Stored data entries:
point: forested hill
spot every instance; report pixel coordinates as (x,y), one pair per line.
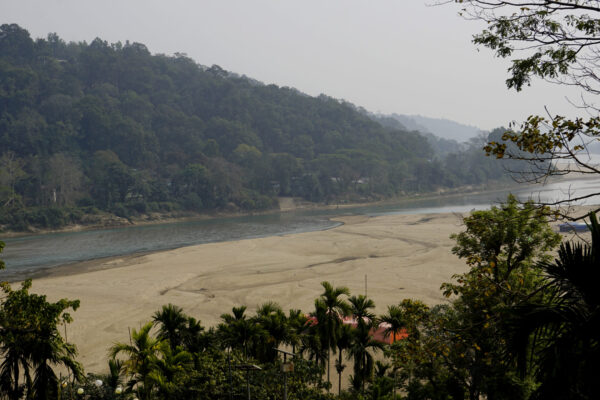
(99,126)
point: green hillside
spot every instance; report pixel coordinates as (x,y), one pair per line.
(99,126)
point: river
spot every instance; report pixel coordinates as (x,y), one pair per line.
(27,255)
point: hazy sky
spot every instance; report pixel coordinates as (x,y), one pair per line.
(385,55)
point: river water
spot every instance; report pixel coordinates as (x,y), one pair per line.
(27,255)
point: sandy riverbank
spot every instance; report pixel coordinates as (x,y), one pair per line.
(402,255)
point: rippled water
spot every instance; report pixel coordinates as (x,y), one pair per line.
(26,255)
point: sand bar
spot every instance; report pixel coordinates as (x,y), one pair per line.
(403,256)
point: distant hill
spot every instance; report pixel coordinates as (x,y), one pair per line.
(113,128)
(443,128)
(441,147)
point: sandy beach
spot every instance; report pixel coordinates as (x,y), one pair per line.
(403,256)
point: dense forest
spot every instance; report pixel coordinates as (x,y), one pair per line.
(518,326)
(99,127)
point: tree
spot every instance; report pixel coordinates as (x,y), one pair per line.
(361,347)
(142,354)
(334,309)
(557,336)
(238,331)
(558,41)
(171,322)
(502,246)
(31,344)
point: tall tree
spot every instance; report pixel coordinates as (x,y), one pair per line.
(555,40)
(557,336)
(31,343)
(141,355)
(335,308)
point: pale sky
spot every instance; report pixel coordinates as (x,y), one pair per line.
(387,56)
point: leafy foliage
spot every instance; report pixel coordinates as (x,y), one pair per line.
(111,127)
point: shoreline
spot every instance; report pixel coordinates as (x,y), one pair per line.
(404,256)
(298,204)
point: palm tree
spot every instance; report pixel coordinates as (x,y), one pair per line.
(396,321)
(194,340)
(344,341)
(237,331)
(171,322)
(297,326)
(561,333)
(360,350)
(335,308)
(170,370)
(273,321)
(360,307)
(313,340)
(142,354)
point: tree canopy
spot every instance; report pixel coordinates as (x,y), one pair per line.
(555,41)
(90,127)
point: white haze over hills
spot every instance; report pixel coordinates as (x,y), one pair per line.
(440,127)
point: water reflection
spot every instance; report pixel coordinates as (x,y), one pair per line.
(28,254)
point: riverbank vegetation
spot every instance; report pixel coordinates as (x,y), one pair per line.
(517,325)
(95,128)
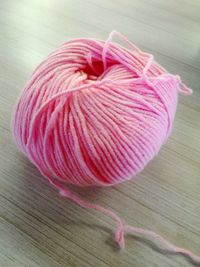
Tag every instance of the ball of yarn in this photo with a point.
(95, 113)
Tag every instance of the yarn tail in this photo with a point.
(123, 229)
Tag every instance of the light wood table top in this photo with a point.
(40, 228)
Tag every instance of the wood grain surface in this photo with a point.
(40, 228)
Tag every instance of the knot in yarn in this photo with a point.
(94, 112)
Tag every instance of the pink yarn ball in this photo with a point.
(95, 113)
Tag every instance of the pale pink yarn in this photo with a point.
(95, 113)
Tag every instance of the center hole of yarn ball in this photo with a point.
(96, 70)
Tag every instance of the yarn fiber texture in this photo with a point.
(94, 113)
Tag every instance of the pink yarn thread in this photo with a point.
(94, 114)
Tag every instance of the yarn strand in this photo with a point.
(94, 113)
(123, 229)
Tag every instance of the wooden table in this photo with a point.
(40, 228)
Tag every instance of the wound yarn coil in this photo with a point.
(94, 113)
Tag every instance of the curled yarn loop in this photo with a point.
(94, 114)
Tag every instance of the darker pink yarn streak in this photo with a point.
(95, 113)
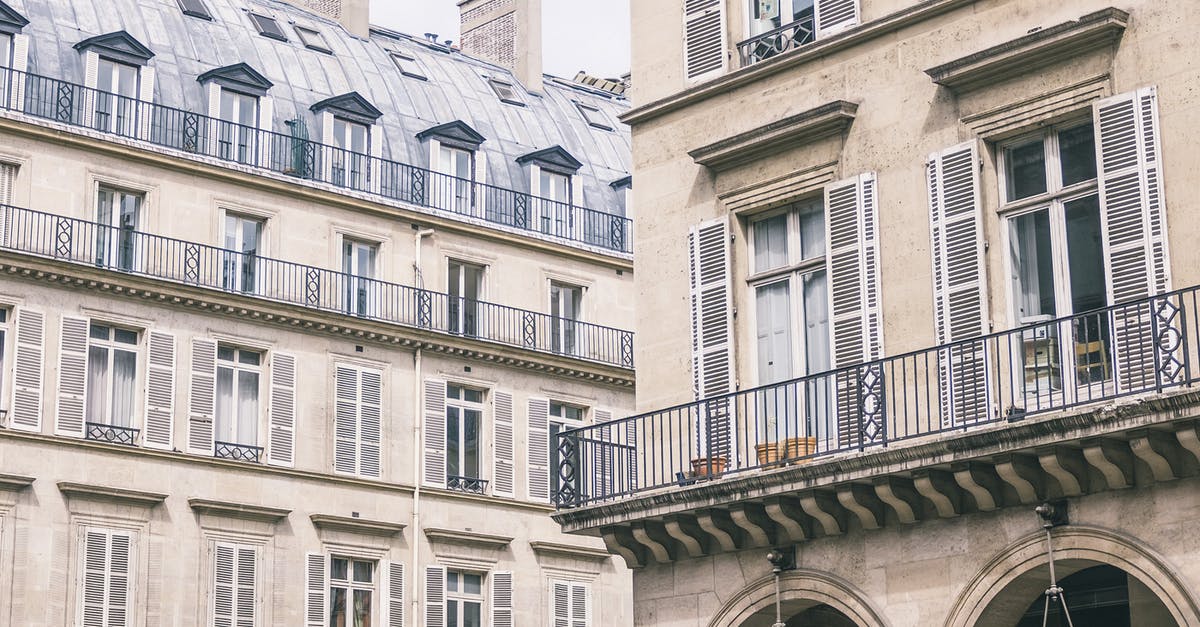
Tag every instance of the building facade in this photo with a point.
(289, 311)
(918, 268)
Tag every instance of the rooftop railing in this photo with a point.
(1138, 347)
(295, 155)
(125, 250)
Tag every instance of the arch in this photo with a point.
(804, 584)
(1074, 547)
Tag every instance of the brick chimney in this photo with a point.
(507, 33)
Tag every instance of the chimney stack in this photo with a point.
(507, 33)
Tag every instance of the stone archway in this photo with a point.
(1002, 590)
(804, 591)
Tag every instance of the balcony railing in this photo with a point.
(298, 156)
(778, 41)
(1137, 347)
(209, 267)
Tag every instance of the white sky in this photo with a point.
(576, 34)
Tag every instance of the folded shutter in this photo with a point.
(502, 442)
(28, 366)
(960, 282)
(72, 377)
(160, 423)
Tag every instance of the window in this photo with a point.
(243, 242)
(465, 412)
(268, 27)
(313, 40)
(1056, 254)
(465, 288)
(239, 381)
(351, 592)
(117, 222)
(565, 304)
(465, 599)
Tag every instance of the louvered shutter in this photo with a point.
(960, 282)
(703, 37)
(539, 449)
(436, 433)
(72, 377)
(202, 404)
(160, 390)
(834, 15)
(281, 441)
(712, 329)
(1134, 222)
(502, 599)
(28, 364)
(502, 442)
(316, 566)
(852, 239)
(435, 596)
(394, 587)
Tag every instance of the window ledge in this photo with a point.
(1035, 51)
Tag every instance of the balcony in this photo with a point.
(127, 251)
(978, 388)
(295, 156)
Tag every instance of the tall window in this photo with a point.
(465, 412)
(243, 242)
(465, 599)
(112, 375)
(466, 285)
(351, 592)
(118, 213)
(239, 382)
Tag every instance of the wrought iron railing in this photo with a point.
(778, 41)
(197, 264)
(295, 155)
(467, 484)
(112, 434)
(1137, 347)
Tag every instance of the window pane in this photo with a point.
(1026, 169)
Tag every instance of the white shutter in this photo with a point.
(160, 390)
(832, 16)
(1134, 224)
(281, 440)
(502, 599)
(502, 443)
(436, 433)
(316, 566)
(202, 401)
(28, 366)
(539, 449)
(435, 596)
(72, 377)
(394, 589)
(960, 282)
(703, 22)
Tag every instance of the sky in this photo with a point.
(576, 34)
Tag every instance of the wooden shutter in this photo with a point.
(72, 377)
(160, 390)
(281, 440)
(502, 598)
(28, 365)
(960, 282)
(316, 566)
(703, 24)
(435, 596)
(539, 449)
(1134, 222)
(502, 442)
(202, 404)
(436, 433)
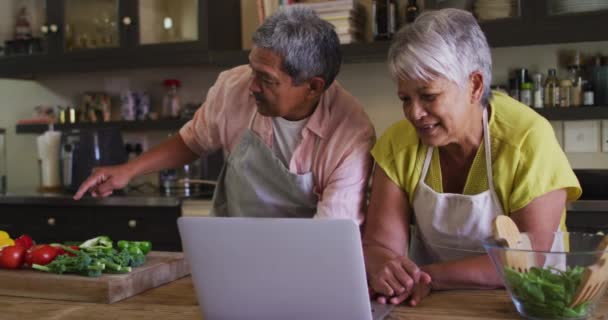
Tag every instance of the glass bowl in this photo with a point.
(548, 287)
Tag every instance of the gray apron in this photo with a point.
(255, 183)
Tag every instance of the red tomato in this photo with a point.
(41, 254)
(11, 257)
(25, 241)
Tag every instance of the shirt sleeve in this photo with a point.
(384, 155)
(202, 133)
(345, 194)
(543, 167)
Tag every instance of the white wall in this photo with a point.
(18, 99)
(369, 82)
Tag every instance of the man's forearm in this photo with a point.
(469, 273)
(171, 153)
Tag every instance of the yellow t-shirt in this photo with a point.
(527, 160)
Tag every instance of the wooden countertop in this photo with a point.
(177, 301)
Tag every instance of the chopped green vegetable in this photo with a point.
(97, 256)
(101, 242)
(547, 293)
(144, 246)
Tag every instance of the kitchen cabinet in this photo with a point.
(124, 126)
(535, 22)
(574, 113)
(51, 219)
(89, 35)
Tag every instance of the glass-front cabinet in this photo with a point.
(46, 36)
(24, 28)
(162, 21)
(484, 10)
(91, 24)
(565, 7)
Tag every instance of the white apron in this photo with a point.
(450, 226)
(255, 183)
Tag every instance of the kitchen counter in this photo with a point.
(177, 301)
(53, 199)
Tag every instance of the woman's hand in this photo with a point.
(393, 278)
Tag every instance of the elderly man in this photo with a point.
(296, 143)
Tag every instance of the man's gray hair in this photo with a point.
(445, 43)
(308, 45)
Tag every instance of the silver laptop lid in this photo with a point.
(259, 268)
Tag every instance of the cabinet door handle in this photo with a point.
(132, 223)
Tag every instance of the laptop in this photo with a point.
(268, 268)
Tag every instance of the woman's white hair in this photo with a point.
(446, 43)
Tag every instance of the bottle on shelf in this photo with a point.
(23, 28)
(588, 94)
(565, 90)
(380, 19)
(411, 11)
(525, 93)
(537, 91)
(393, 17)
(514, 86)
(575, 76)
(552, 97)
(171, 100)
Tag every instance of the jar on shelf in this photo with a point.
(171, 100)
(565, 89)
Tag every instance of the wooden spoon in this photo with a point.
(594, 277)
(506, 231)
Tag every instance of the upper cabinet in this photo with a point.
(86, 35)
(531, 22)
(92, 25)
(24, 29)
(42, 36)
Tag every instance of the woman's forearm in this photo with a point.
(469, 273)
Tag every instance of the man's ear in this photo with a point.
(316, 86)
(477, 84)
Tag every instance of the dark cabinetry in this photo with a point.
(537, 22)
(87, 35)
(50, 220)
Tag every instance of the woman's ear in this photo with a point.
(316, 86)
(477, 84)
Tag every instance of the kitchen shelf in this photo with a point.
(574, 113)
(145, 125)
(351, 53)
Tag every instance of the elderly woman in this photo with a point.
(463, 156)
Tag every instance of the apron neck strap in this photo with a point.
(255, 112)
(487, 149)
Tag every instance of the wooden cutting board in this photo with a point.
(160, 268)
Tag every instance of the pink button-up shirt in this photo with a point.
(342, 164)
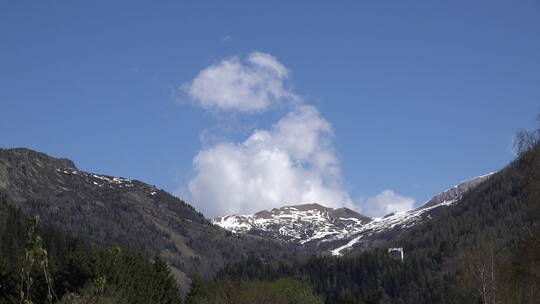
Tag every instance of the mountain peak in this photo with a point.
(304, 223)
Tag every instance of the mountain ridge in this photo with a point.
(336, 230)
(107, 211)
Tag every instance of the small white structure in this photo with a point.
(396, 253)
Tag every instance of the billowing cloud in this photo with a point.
(248, 85)
(385, 202)
(293, 162)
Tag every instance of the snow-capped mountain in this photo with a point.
(302, 223)
(338, 230)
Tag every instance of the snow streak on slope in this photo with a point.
(302, 223)
(406, 219)
(317, 225)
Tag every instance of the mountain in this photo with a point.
(105, 211)
(304, 224)
(478, 244)
(338, 230)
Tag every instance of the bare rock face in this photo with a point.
(105, 210)
(338, 231)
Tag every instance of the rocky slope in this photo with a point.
(105, 210)
(338, 230)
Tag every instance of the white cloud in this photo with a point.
(235, 85)
(293, 162)
(385, 202)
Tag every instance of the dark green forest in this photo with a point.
(484, 249)
(40, 265)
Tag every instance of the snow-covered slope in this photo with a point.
(338, 230)
(302, 223)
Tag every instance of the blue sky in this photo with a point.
(418, 96)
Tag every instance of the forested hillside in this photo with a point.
(38, 264)
(485, 249)
(112, 211)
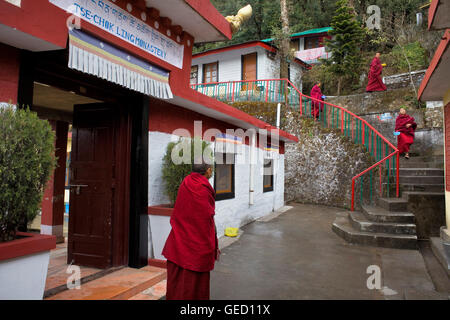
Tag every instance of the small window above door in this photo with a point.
(211, 72)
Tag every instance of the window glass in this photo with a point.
(268, 175)
(194, 75)
(210, 72)
(224, 176)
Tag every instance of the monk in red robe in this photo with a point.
(316, 106)
(375, 82)
(192, 246)
(406, 125)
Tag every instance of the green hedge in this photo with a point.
(174, 173)
(26, 164)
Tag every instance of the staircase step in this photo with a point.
(344, 229)
(421, 172)
(119, 285)
(378, 214)
(360, 222)
(416, 164)
(422, 187)
(393, 204)
(422, 179)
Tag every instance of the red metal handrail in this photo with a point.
(275, 90)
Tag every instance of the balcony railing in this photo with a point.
(272, 90)
(329, 116)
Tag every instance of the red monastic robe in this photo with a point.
(406, 137)
(375, 82)
(316, 93)
(192, 246)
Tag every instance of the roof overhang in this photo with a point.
(22, 40)
(435, 83)
(213, 108)
(438, 15)
(238, 46)
(204, 22)
(250, 44)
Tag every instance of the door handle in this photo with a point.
(78, 187)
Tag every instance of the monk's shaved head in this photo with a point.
(201, 168)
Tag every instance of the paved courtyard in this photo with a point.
(297, 256)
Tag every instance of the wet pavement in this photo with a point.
(297, 256)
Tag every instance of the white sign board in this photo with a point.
(111, 18)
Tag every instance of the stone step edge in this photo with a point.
(373, 234)
(378, 223)
(387, 212)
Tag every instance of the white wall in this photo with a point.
(230, 64)
(23, 278)
(229, 213)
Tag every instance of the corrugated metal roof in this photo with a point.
(304, 33)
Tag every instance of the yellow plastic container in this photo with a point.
(231, 232)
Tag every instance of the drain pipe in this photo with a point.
(278, 115)
(252, 168)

# Assigned task
Report the lines above that contain "riverbank".

# Response to the task
point: sandy riverbank
point: riverbank vegetation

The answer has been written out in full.